What to produce |
Reproduce the data starting at the line containing "Tag every instance of the brown mulch" and ending at the end of the data, substituting "dark soil bed" for "brown mulch bed" and leaving everything else unchanged. Omit the pictures from your answer.
━━━ Information supplied
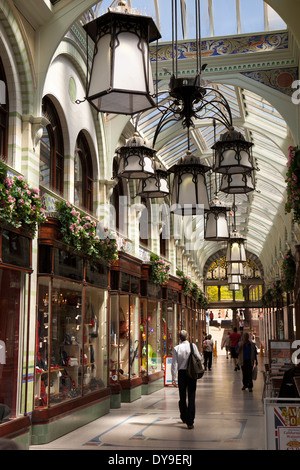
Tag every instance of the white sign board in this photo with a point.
(282, 423)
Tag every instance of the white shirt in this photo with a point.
(181, 354)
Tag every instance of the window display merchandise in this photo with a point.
(71, 342)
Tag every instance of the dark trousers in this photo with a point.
(185, 384)
(207, 359)
(247, 374)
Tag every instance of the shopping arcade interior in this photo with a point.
(263, 241)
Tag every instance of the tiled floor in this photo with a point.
(227, 418)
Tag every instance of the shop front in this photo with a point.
(151, 327)
(15, 279)
(71, 366)
(125, 343)
(170, 308)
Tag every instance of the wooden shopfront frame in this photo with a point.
(16, 257)
(92, 276)
(125, 371)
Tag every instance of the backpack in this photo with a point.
(195, 368)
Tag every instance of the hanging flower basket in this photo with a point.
(186, 283)
(84, 235)
(160, 270)
(267, 298)
(276, 290)
(20, 205)
(293, 183)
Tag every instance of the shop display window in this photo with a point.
(71, 350)
(125, 355)
(15, 249)
(13, 317)
(169, 325)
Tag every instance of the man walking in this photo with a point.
(181, 354)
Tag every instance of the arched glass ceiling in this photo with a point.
(260, 123)
(256, 118)
(218, 17)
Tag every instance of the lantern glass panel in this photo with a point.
(190, 191)
(216, 226)
(239, 183)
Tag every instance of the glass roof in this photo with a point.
(256, 118)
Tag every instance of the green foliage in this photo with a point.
(160, 270)
(85, 235)
(20, 205)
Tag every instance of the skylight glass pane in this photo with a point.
(252, 16)
(224, 17)
(275, 21)
(205, 20)
(165, 8)
(144, 8)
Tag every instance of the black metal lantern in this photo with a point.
(236, 252)
(234, 279)
(121, 76)
(189, 190)
(156, 186)
(232, 153)
(216, 228)
(135, 159)
(239, 183)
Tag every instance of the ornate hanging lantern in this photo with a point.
(121, 76)
(216, 228)
(232, 153)
(135, 159)
(234, 279)
(235, 269)
(236, 252)
(156, 186)
(189, 190)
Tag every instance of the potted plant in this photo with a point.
(160, 270)
(293, 183)
(84, 235)
(20, 204)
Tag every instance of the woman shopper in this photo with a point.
(247, 357)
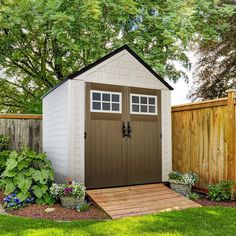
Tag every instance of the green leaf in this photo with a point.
(11, 163)
(24, 185)
(37, 191)
(8, 173)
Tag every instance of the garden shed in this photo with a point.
(109, 124)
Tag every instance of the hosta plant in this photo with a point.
(28, 173)
(71, 194)
(12, 202)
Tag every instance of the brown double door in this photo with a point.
(123, 136)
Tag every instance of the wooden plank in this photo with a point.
(138, 200)
(200, 140)
(155, 211)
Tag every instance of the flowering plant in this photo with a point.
(71, 188)
(12, 202)
(183, 178)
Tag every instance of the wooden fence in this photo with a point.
(203, 137)
(22, 130)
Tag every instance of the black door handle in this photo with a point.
(123, 129)
(129, 130)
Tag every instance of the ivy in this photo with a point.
(28, 173)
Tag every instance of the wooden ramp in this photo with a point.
(139, 200)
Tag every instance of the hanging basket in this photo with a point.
(70, 201)
(180, 188)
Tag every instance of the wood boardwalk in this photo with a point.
(139, 200)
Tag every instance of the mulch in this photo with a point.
(63, 214)
(59, 213)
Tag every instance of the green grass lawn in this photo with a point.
(201, 221)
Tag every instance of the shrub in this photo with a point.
(71, 188)
(83, 206)
(4, 142)
(193, 196)
(4, 155)
(221, 191)
(28, 174)
(183, 178)
(12, 202)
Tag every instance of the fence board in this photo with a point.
(200, 138)
(22, 130)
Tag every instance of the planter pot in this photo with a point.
(180, 188)
(71, 201)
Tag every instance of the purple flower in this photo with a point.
(67, 190)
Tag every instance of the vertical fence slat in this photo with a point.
(23, 130)
(203, 138)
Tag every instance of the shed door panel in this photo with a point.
(113, 159)
(144, 159)
(104, 144)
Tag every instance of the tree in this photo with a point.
(216, 71)
(43, 41)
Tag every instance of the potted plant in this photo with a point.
(71, 194)
(182, 182)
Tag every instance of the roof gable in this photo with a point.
(113, 59)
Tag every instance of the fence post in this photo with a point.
(231, 169)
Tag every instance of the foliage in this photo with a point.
(12, 202)
(43, 41)
(4, 142)
(205, 221)
(216, 50)
(184, 178)
(70, 188)
(83, 206)
(193, 196)
(221, 191)
(28, 172)
(4, 155)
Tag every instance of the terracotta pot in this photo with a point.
(180, 188)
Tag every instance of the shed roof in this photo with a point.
(124, 47)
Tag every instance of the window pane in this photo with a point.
(96, 106)
(152, 101)
(106, 106)
(152, 109)
(143, 108)
(135, 108)
(97, 96)
(115, 98)
(106, 97)
(143, 100)
(135, 99)
(115, 107)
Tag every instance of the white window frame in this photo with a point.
(139, 104)
(101, 101)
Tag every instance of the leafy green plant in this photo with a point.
(4, 142)
(28, 173)
(183, 178)
(193, 196)
(221, 191)
(83, 206)
(4, 155)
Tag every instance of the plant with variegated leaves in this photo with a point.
(26, 173)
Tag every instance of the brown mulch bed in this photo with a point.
(206, 202)
(60, 213)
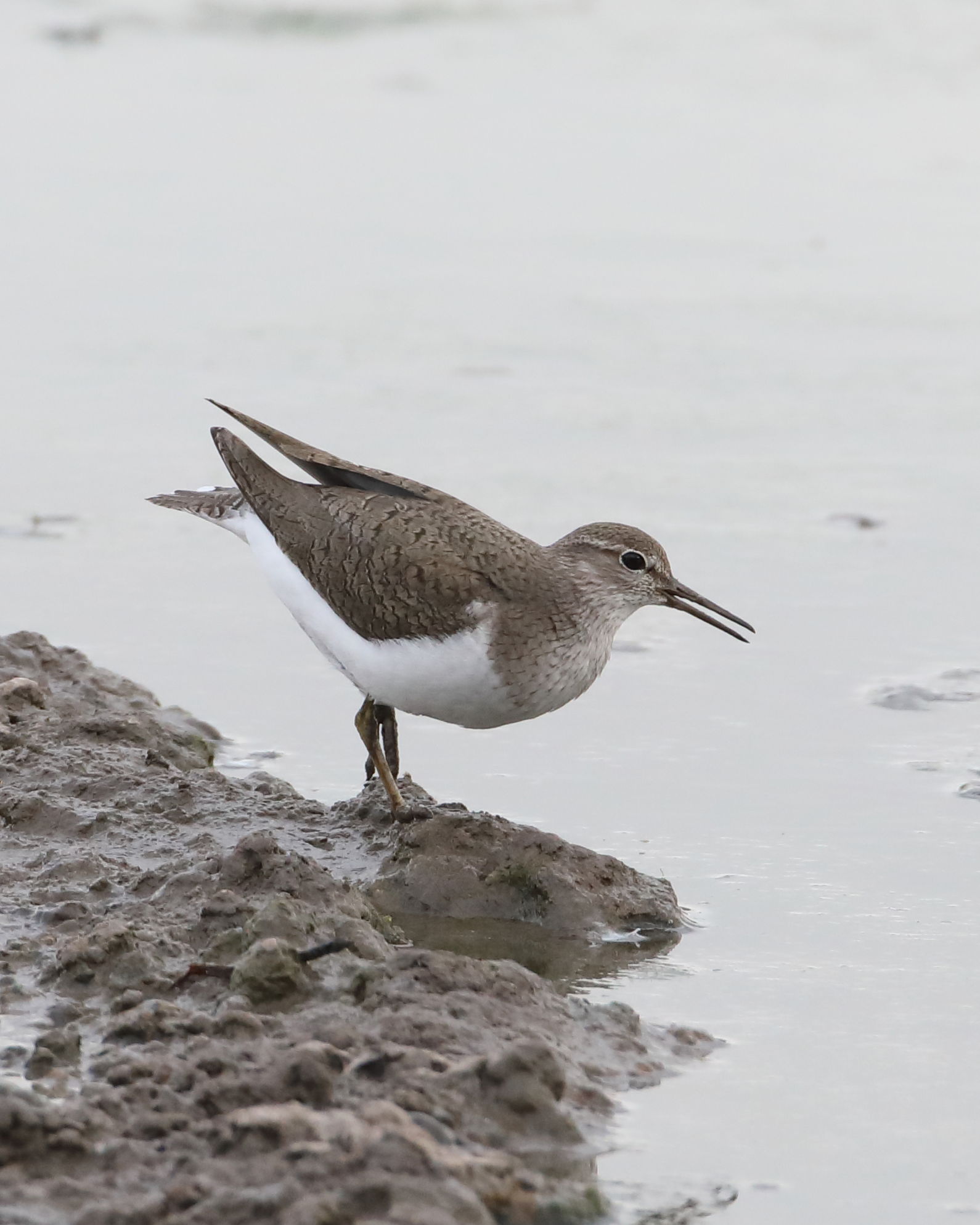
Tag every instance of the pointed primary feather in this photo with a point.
(330, 470)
━━━━━━
Exercise result |
Tag every instance of the dark soil bed in this photo with a point.
(206, 202)
(60, 213)
Tag every instance of the pointed primary feather in this photo with a point.
(330, 470)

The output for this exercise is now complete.